▶ **Problem requirements**: Copy the records below exactly, leaving out any pictures.

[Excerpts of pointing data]
****
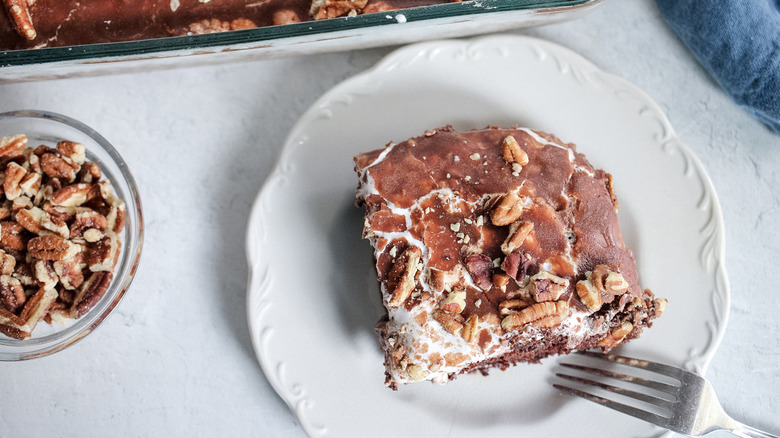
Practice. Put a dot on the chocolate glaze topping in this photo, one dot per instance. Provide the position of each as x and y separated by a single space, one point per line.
76 22
437 193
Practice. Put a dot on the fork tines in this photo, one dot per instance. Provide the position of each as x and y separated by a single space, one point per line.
664 405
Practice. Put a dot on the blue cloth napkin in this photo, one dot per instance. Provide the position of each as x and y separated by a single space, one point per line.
738 42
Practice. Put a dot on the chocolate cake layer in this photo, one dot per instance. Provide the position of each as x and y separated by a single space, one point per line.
76 22
494 247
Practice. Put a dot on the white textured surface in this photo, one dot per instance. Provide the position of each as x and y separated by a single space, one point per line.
175 359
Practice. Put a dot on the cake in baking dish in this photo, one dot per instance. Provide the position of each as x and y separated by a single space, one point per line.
494 247
51 23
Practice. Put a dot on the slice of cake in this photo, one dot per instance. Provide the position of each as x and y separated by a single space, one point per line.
494 247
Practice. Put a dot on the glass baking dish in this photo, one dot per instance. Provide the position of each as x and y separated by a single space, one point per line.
346 33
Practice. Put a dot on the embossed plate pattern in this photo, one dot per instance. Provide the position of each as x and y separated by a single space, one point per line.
312 295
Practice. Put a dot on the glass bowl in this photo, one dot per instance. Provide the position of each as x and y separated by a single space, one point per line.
46 128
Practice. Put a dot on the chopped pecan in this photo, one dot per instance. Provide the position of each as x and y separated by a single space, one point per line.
660 306
90 292
31 184
510 307
45 275
469 332
518 232
286 16
516 265
7 263
607 281
508 210
408 267
24 273
615 284
69 272
617 335
19 12
37 306
21 202
480 267
73 195
322 9
547 287
38 221
598 275
512 151
11 236
70 150
454 302
589 295
500 280
14 174
89 219
56 167
51 247
93 235
12 295
542 315
89 173
11 147
103 256
449 322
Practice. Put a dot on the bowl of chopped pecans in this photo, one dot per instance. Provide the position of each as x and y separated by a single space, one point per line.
71 232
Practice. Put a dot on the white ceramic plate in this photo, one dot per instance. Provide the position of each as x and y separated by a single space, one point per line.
312 296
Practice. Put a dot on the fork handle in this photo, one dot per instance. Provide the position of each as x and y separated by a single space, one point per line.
746 431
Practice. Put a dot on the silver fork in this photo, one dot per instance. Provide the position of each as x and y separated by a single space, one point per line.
689 407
****
▶ **Response**:
Practice. Put a dot on the chocolate glaze topping in this photo, one dot per instance. Provide the position of each as x and y separated by a single space, one point per line.
76 22
437 193
Practice. Put a dot on the fork tines in this photo, one dot per instance. Provide the position of each as x and y separated by a single space, one point per line.
664 405
Practice. Put a dot on the blue cloth napkin in this photo, one dot per instance. Provide the position of each as x and y separated by a single space, one point per line.
738 42
Practice. Put a dot on the chocolate cake layer in this photo, one dot per instance. Provide the position of each as x and y separated by a single space, one point per line.
76 22
494 247
Practice. Put a dot on the white textured surface in this photo, one dot per instance. Provide the position of each as x and y separated by a single space, one point per line.
175 359
Practice. Put a dot on the cake in baking dish in this photo, one dot per instance. Provide the position of each as x and y separated by a single space, one point per line.
494 247
51 23
Practice. Put a dot on the slice of cake in this photo, one dot per instance. Provide the position of each as x and y separated by a single space, one point per line.
494 247
Practice. Put a dot on the glass baking dish in this photo, one dot per instance. Provide the position of each as x and y separated by a single space, one point per line.
346 33
Practice. Put a dot on the embossed plate pattern in this photo, one dot per instance. Provide the position of each as x and y separated by a single space, one point per line.
312 295
Practice. Put a dot on the glass bowl in this photo, one dot per instance. Provide the position of each as x and y separated by a single space, one point per line.
46 128
Practice. Put a dot on the chopped pecan in this photo, one dot per instance. Provide the position of each as x and y separated by a single space, one point per line.
660 306
90 292
31 184
510 307
45 275
469 332
518 232
286 16
516 265
7 263
607 281
508 210
408 267
24 273
615 284
69 272
617 335
19 12
37 306
21 202
480 267
73 195
322 9
547 287
38 221
598 275
512 151
11 236
70 150
454 302
589 295
500 280
14 174
89 219
56 167
51 247
93 235
12 295
542 315
89 173
11 147
103 256
449 322
Practice. Put a dot on the bowl of chopped pecans in this photo, one dot per instance. Provide the position of each as x and y separated by a single space, one point per line.
71 232
Practice. Put a dot on the white ceramic plate in this photo, one dot per instance. Provide the position of each as x and y separated by a single space, one point per line.
312 296
Practice. Put a dot on the fork handle in this photo, one dot per instance. Provide the position of each as x and y separated by a single space, one point per line.
746 431
Practice. Put a dot on the silver fork in this photo, one dot per instance. Provide the position of each as x and y separated by a single space, one point per line.
689 407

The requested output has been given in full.